- **TASK STATEMENT**
From the line with "the blue pool" to the final line of the records, reproduce every line exactly and only those lines.

>> START MATERIAL FOR THIS EXERCISE

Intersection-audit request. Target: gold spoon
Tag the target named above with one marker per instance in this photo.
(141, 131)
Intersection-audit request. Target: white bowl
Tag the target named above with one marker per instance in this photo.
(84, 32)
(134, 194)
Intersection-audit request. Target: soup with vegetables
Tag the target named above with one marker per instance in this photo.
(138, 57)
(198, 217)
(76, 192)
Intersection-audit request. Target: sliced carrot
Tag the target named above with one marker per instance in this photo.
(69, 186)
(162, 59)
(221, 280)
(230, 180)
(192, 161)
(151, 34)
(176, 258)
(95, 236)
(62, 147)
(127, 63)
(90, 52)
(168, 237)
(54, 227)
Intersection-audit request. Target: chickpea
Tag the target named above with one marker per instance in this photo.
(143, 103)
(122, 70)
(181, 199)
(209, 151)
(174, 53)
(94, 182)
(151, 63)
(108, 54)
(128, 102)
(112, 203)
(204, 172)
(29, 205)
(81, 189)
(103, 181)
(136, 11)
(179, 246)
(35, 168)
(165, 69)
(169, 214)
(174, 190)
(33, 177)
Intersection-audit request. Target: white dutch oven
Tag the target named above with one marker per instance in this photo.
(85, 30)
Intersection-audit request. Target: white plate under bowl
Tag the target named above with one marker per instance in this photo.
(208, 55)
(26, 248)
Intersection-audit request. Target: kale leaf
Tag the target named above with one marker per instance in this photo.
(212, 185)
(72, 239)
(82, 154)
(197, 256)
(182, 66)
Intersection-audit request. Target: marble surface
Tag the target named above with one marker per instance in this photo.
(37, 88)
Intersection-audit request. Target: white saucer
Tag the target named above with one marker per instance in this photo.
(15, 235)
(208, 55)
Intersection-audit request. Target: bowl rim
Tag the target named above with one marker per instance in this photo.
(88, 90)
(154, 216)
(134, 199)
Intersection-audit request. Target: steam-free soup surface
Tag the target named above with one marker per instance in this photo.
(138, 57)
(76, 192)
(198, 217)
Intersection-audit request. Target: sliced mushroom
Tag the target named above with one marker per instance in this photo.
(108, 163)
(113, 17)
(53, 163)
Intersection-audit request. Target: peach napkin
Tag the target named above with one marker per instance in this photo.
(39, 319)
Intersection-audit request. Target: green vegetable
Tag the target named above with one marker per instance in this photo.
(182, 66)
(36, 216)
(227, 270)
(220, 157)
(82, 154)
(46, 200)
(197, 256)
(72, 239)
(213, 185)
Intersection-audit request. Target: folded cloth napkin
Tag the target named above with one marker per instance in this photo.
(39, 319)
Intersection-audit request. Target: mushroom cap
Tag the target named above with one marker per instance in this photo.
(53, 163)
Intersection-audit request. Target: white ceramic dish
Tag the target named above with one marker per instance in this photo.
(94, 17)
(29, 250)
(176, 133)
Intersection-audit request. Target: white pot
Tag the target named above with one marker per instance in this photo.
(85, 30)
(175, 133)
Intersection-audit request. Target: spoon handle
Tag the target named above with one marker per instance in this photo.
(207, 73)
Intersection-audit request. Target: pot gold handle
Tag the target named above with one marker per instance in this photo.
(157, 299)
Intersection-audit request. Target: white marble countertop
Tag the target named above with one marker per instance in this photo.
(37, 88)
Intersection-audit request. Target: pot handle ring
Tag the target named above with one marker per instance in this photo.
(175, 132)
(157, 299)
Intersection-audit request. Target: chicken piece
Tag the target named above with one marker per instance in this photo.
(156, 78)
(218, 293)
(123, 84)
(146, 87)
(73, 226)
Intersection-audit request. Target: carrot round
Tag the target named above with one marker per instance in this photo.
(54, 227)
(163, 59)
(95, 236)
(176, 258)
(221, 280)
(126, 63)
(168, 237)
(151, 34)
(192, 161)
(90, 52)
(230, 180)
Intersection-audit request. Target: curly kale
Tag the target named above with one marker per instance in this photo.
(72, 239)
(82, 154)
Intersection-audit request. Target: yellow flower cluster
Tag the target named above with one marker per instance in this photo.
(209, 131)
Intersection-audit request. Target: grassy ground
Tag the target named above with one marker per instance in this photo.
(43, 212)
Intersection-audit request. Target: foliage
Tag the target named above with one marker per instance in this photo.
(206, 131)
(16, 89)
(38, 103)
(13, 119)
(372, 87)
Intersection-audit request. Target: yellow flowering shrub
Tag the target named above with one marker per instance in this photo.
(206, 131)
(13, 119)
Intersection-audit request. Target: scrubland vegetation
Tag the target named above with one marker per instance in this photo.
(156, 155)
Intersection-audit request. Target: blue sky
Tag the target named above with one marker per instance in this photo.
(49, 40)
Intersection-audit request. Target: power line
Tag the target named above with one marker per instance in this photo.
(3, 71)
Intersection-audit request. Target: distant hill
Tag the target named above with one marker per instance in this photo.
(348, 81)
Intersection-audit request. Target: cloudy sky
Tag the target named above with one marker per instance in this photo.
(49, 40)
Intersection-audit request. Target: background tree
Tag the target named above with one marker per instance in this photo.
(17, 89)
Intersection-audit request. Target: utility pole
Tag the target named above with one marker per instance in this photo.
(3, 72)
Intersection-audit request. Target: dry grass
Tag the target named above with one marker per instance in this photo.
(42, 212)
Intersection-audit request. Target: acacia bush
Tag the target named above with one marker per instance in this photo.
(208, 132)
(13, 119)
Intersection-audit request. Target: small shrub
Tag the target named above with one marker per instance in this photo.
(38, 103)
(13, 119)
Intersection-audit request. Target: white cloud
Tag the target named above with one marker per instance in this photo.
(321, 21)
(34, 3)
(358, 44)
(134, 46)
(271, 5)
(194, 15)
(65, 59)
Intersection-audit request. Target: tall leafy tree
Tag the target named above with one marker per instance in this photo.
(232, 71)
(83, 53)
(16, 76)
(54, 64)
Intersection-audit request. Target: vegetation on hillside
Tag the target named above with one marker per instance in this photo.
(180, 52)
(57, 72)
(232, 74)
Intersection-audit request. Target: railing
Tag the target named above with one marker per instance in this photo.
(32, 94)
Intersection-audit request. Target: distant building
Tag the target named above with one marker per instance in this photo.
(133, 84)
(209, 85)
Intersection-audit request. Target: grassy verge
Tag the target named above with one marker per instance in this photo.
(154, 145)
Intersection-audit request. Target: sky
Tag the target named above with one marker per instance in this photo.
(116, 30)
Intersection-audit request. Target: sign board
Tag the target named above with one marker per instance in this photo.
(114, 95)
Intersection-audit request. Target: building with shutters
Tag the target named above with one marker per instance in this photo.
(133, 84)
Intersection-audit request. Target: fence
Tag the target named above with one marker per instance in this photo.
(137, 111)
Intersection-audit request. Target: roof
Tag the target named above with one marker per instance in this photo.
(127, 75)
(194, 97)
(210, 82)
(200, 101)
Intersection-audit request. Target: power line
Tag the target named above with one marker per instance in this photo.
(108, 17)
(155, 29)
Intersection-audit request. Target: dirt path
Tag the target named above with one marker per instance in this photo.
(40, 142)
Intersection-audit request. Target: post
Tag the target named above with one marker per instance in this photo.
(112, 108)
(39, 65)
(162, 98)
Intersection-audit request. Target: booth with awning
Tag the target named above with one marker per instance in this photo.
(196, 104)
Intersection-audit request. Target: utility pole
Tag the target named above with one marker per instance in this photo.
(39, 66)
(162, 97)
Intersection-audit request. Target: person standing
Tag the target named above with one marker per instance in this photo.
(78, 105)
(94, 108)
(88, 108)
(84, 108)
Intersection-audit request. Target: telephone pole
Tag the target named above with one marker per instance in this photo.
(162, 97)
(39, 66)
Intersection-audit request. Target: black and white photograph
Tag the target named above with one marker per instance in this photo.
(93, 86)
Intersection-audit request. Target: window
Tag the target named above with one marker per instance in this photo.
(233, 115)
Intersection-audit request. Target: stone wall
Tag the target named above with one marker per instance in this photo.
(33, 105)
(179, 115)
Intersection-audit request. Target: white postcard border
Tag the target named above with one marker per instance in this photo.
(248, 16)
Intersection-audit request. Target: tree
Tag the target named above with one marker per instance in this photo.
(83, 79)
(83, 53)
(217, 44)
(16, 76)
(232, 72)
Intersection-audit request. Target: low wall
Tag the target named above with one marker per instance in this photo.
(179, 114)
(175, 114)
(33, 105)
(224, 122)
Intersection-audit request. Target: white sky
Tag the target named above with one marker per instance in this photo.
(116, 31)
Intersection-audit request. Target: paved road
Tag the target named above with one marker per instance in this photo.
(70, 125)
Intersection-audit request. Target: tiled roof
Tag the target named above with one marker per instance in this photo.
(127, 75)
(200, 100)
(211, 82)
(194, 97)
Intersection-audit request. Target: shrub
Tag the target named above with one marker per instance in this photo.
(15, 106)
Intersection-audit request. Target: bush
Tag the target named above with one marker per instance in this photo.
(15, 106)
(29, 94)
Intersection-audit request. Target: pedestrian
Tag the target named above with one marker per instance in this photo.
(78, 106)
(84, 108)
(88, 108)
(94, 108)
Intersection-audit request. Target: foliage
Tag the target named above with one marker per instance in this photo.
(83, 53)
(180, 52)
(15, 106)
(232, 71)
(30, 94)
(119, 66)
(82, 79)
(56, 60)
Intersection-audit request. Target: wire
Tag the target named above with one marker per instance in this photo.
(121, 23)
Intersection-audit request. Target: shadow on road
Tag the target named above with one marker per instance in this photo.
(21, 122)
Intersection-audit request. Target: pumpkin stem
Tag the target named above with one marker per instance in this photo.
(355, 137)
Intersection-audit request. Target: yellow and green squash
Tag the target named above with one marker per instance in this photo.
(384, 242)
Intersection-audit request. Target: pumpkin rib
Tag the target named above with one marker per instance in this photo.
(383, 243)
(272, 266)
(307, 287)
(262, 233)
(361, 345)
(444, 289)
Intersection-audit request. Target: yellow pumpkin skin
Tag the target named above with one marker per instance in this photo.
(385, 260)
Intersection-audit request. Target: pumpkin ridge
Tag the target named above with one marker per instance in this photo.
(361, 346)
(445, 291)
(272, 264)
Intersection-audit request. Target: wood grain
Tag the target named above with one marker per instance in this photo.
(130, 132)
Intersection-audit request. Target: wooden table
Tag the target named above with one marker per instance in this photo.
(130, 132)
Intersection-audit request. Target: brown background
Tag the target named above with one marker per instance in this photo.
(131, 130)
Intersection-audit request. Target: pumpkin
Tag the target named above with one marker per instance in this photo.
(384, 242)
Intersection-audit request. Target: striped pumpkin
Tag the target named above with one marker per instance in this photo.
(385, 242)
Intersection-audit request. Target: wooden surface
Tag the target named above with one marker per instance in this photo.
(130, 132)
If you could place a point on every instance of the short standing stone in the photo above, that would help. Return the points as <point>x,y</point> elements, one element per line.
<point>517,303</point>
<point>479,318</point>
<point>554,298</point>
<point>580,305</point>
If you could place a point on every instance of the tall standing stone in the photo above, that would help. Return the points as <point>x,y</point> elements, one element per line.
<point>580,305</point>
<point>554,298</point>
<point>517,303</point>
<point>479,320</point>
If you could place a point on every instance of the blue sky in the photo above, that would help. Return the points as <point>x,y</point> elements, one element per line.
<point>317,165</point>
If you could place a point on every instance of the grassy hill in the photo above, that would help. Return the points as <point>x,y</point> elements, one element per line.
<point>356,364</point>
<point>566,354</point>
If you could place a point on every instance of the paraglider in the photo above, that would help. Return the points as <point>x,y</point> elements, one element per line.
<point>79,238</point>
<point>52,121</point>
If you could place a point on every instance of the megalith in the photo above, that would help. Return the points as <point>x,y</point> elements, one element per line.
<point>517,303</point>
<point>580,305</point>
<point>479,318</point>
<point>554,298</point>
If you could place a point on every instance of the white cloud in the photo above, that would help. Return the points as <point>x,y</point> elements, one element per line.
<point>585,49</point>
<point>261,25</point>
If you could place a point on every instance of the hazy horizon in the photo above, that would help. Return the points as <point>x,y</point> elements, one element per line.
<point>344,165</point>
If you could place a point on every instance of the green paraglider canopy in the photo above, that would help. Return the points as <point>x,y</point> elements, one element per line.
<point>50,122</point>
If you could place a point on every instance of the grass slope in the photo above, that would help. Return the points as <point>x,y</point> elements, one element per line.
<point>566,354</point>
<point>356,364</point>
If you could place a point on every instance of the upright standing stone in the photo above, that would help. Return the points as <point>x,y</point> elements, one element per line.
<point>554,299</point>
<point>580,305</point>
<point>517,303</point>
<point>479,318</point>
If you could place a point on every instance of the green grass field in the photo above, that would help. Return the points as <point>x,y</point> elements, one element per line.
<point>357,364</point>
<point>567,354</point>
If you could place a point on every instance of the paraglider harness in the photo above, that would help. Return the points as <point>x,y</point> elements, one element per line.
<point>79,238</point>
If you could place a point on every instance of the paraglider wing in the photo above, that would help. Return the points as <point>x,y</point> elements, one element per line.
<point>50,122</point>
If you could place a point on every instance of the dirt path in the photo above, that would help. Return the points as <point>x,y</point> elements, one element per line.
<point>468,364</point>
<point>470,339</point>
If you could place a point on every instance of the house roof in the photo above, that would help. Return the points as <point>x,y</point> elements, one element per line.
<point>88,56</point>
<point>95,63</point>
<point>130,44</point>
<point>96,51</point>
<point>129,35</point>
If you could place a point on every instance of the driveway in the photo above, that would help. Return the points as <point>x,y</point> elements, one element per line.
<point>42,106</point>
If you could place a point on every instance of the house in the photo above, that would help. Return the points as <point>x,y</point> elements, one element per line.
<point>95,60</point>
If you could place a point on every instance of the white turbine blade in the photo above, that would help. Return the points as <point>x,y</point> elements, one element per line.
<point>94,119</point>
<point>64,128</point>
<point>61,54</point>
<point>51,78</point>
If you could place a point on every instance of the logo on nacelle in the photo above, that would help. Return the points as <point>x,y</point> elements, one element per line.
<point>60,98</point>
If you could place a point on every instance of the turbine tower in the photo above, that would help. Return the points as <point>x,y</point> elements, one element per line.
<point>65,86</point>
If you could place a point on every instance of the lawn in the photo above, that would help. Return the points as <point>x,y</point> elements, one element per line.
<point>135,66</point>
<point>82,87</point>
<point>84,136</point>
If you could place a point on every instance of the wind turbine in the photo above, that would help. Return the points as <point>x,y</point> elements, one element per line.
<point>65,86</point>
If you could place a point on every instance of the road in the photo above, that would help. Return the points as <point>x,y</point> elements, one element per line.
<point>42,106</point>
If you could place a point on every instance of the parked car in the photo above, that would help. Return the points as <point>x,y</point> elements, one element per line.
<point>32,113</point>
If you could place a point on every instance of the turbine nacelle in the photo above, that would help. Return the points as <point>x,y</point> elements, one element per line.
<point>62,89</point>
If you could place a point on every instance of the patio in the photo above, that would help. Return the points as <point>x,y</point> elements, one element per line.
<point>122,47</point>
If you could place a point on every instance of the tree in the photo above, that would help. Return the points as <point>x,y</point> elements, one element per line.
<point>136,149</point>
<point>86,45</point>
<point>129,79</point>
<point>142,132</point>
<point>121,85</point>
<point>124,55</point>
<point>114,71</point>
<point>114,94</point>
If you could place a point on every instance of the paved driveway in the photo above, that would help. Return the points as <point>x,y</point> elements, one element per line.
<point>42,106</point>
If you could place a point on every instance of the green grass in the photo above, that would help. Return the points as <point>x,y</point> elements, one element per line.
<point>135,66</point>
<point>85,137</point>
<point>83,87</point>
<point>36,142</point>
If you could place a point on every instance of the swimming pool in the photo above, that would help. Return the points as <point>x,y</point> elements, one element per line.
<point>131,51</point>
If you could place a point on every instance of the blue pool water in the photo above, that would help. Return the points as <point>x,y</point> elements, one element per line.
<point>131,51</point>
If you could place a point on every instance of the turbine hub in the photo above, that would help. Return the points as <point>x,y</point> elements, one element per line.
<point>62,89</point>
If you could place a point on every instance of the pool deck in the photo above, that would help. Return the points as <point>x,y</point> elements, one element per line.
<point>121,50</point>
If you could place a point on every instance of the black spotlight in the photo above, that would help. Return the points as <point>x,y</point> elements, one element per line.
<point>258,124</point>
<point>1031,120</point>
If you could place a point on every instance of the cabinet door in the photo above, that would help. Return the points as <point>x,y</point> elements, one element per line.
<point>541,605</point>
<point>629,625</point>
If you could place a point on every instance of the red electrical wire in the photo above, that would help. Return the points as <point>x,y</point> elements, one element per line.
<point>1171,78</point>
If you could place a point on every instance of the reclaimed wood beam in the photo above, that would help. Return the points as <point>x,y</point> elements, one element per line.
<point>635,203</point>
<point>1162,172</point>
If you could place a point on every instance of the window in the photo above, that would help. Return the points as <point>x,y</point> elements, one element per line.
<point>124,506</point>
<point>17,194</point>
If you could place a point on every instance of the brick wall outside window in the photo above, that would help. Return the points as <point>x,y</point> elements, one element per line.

>> END MATERIAL FOR THIS EXERCISE

- **EXERCISE RESPONSE**
If you could place a point on every instance of the blue pool water in the photo above, that would help. Return the points as <point>x,y</point> elements, one element per line.
<point>131,51</point>
If you could place a point on every instance of the turbine hub in the photo above, that would help. Return the points as <point>x,y</point> elements, one element per line.
<point>62,89</point>
If you could place a point on every instance of the pool deck in the photo above, that would help. Return the points as <point>x,y</point> elements, one element per line.
<point>121,50</point>
If you could place a point on every instance of the black spotlight in the photo above, that would help. Return the points as <point>x,y</point> elements, one element per line.
<point>258,124</point>
<point>1031,120</point>
If you could place a point on every instance of the cabinet door in the photo above, that would help. Return the points as <point>x,y</point> elements, one element per line.
<point>541,605</point>
<point>629,625</point>
If you could place a point on every instance of the red electrical wire in the photo above, that would help. Return the points as <point>x,y</point> elements, one element per line.
<point>1171,78</point>
If you could place a point on every instance of the reclaimed wood beam in the photo above, that would help. Return the points as <point>x,y</point> elements, one element per line.
<point>635,203</point>
<point>1162,172</point>
If you could place a point on every instance of the window in the photo above, that would help. Return the points as <point>x,y</point> elements, one element per line.
<point>124,506</point>
<point>17,194</point>
If you could place a point on every instance of the brick wall outside window in the photo above, that would help. Return the points as <point>x,y</point> elements, one element per line.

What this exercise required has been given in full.